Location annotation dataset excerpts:
———

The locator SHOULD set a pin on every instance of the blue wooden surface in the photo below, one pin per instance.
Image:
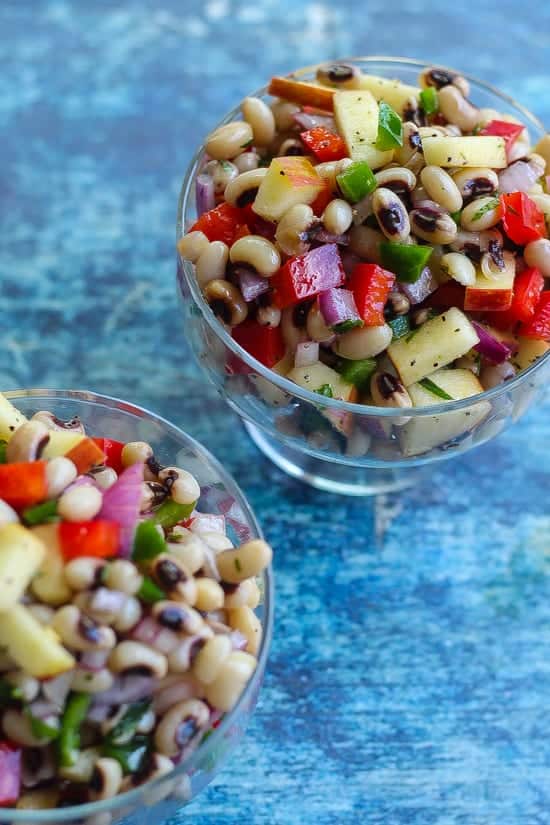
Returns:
(410, 676)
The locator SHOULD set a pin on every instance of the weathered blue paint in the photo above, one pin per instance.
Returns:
(409, 680)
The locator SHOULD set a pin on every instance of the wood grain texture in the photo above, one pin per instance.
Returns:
(409, 679)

———

Exercise brief
Copy the listing above word for word, leaving out the picture.

Answer to the problem
The locator SHOULD set a pin on every instance of the blue wooden surface in the photo below, one pin per instance.
Image:
Returns:
(410, 676)
The locator SHOULD set a pin on every instance of the weathered blue paint in the photo above, one pin per instance.
Returns:
(409, 680)
The locator SHOULD set a pin on every instance of the wood grain texture in the photo above, one pin per instance.
Returns:
(409, 679)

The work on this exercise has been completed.